── EXCERPTED PASSAGE

At June 30, 2008, there was approximately $1,258,000 of compensation cost that has not yet been recognized related to non-vested stock-based awards. That cost is expected to be recognized over a weighted-average period of 2.54 years.
During the nine months ended June 30, 2008 and 2007, cash received from options exercised was $2,441,000 and $459,000, respectively, and the actual tax benefit realized for the related tax deduction totaled $1,100,000 and $139,000, respectively.
Performance Shares:
The 2008 Plan provides for the granting of performance awards payable in any form described above upon the attainment of specific performance goals as established by the Board of Directors during the performance period which shall not be less than one year and not more than ten years.
On January 25, 2008, the Board of Directors granted a target number of performance-based shares, each representing the right to receive, on a one-for-one basis, shares of the Company’s Common Stock. Depending on the Company’s performance as defined and measured by criteria established by the Compensation Committee of the Board of Directors for the three-year period ending December 31, 2010, each grantee may receive from zero up to 150% of the target award. Each performance share that vests on December 31, 2010 will be settled in shares of the Company’s Common Stock. The performance share awards have been valued using a Monte Carlo model. The Monte Carlo model uses historical volatility and other variables to estimate the probability of satisfying the market condition of the award.

────

| EXERCISE REQUIREMENTS |
1 - Condense the paragraph of the stock compensation excerpt that begins "On January 25, 2008" into a bulleted list that keeps its main facts.
2 - List every dollar amount that appears in the stock compensation excerpt.
3 - Retype the stock compensation excerpt from "During the nine" to "than ten years.".
The listing is separate material and has no connection to the stock compensation excerpt.

── RECORDS

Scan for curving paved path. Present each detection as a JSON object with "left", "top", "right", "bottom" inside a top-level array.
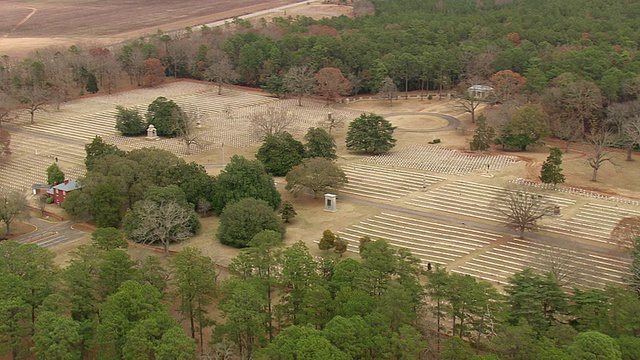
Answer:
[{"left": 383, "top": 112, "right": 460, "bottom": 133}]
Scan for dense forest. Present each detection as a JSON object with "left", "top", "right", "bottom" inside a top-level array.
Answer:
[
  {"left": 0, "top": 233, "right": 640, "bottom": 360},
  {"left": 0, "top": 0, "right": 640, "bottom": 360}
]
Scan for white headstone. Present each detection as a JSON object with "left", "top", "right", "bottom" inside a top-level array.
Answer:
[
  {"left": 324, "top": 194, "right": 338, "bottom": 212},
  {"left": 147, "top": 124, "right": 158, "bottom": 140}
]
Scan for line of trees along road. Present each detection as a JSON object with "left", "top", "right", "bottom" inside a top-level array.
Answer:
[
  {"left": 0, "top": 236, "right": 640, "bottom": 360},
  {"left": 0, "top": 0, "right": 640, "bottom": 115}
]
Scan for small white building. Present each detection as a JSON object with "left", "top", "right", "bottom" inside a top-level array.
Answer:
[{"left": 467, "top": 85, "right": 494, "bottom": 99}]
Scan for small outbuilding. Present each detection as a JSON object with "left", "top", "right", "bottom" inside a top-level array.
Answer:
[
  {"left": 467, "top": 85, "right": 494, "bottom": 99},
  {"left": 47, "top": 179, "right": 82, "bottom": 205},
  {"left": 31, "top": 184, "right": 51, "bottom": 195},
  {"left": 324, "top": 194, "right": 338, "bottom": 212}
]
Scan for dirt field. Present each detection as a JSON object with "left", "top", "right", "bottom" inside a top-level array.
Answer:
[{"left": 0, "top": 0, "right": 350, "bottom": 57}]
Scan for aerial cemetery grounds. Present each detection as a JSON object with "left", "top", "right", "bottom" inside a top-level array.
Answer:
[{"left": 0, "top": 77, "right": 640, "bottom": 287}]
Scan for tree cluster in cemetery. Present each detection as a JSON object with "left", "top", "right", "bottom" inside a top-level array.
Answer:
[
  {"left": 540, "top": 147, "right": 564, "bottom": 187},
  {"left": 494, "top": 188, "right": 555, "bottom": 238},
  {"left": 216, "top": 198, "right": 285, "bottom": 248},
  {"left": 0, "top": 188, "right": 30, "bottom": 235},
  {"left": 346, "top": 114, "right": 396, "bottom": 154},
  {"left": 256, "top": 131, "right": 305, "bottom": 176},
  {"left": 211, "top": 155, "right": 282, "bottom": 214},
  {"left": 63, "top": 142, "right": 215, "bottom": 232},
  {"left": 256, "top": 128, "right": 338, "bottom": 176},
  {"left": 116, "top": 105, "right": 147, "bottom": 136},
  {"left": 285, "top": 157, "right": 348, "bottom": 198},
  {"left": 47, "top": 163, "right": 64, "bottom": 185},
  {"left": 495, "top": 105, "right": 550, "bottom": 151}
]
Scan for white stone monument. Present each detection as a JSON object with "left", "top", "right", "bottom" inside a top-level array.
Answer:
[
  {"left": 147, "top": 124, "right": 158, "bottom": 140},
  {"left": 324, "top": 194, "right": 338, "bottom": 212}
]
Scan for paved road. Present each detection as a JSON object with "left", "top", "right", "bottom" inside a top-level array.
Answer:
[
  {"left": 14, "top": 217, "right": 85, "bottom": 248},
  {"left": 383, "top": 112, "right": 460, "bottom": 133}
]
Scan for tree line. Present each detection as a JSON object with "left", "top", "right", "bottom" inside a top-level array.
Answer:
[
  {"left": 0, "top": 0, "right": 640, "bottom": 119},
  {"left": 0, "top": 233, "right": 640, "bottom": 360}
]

────
── RECORDS

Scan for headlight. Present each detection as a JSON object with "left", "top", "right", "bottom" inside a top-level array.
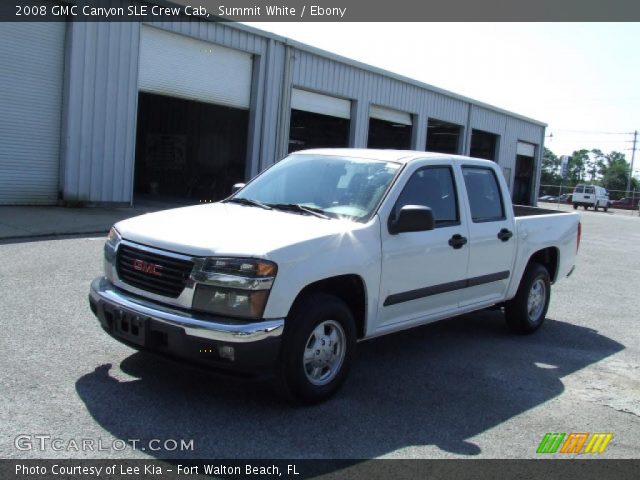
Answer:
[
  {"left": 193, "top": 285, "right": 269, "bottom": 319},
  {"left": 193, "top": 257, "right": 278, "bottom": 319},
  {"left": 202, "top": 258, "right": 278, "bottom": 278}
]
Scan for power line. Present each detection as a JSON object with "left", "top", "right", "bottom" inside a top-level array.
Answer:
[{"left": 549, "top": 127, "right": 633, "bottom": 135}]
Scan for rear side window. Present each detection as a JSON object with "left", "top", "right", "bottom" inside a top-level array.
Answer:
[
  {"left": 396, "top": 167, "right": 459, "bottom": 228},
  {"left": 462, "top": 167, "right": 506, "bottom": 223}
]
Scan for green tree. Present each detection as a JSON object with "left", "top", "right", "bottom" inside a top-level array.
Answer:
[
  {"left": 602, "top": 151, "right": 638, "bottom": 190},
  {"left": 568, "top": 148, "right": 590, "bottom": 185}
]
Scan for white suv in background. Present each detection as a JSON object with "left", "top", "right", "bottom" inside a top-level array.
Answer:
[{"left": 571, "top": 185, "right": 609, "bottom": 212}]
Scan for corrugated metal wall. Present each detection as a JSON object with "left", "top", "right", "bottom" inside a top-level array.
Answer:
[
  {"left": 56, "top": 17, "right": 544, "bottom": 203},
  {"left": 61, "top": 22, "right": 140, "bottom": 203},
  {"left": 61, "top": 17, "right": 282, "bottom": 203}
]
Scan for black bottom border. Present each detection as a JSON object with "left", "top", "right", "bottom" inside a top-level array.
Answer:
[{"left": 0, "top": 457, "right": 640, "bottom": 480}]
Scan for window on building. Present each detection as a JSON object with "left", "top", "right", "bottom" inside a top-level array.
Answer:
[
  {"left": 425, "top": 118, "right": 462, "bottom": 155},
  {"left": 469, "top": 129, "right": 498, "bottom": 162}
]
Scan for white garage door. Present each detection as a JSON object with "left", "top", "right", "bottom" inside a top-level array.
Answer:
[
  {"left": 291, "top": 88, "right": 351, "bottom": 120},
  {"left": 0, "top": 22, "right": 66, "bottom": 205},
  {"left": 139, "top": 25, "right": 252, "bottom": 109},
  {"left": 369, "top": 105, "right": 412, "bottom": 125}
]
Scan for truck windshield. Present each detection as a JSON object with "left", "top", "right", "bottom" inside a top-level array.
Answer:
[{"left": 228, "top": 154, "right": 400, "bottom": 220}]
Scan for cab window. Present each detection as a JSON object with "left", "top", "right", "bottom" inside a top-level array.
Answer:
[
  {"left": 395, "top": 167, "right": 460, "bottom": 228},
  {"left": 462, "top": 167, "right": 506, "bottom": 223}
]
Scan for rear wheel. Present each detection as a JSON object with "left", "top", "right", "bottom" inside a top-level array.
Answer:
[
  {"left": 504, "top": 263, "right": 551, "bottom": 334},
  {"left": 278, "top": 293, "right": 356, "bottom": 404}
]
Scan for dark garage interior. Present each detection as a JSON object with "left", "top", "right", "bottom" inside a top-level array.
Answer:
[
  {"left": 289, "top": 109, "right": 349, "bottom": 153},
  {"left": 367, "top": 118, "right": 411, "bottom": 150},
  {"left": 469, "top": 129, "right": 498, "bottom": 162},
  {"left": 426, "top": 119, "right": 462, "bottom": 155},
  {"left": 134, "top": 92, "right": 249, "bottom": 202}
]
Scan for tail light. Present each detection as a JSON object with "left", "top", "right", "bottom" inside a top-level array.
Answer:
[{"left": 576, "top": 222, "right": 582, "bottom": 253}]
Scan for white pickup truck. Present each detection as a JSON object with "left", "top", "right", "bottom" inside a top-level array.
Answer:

────

| ANSWERS FOR THE TASKS |
1 -
- On January 25, 2008, the Board of Directors granted a target number of performance-based shares, each giving the right to one share of the Company's Common Stock.
- Depending on Company performance over the three-year period ending December 31, 2010, measured by criteria set by the Compensation Committee, each grantee may receive 0% to 150% of the target award.
- Performance shares that vest on December 31, 2010 will be settled in Common Stock.
- The awards were valued with a Monte Carlo model, which uses historical volatility and other variables to estimate the probability of meeting the award's market condition.

2 -
- $1,258,000
- $2,441,000
- $459,000
- $1,100,000
- $139,000

3 -
During the nine months ended June 30, 2008 and 2007, cash received from options exercised was $2,441,000 and $459,000, respectively, and the actual tax benefit realized for the related tax deduction totaled $1,100,000 and $139,000, respectively.
Performance Shares:
The 2008 Plan provides for the granting of performance awards payable in any form described above upon the attainment of specific performance goals as established by the Board of Directors during the performance period which shall not be less than one year and not more than ten years.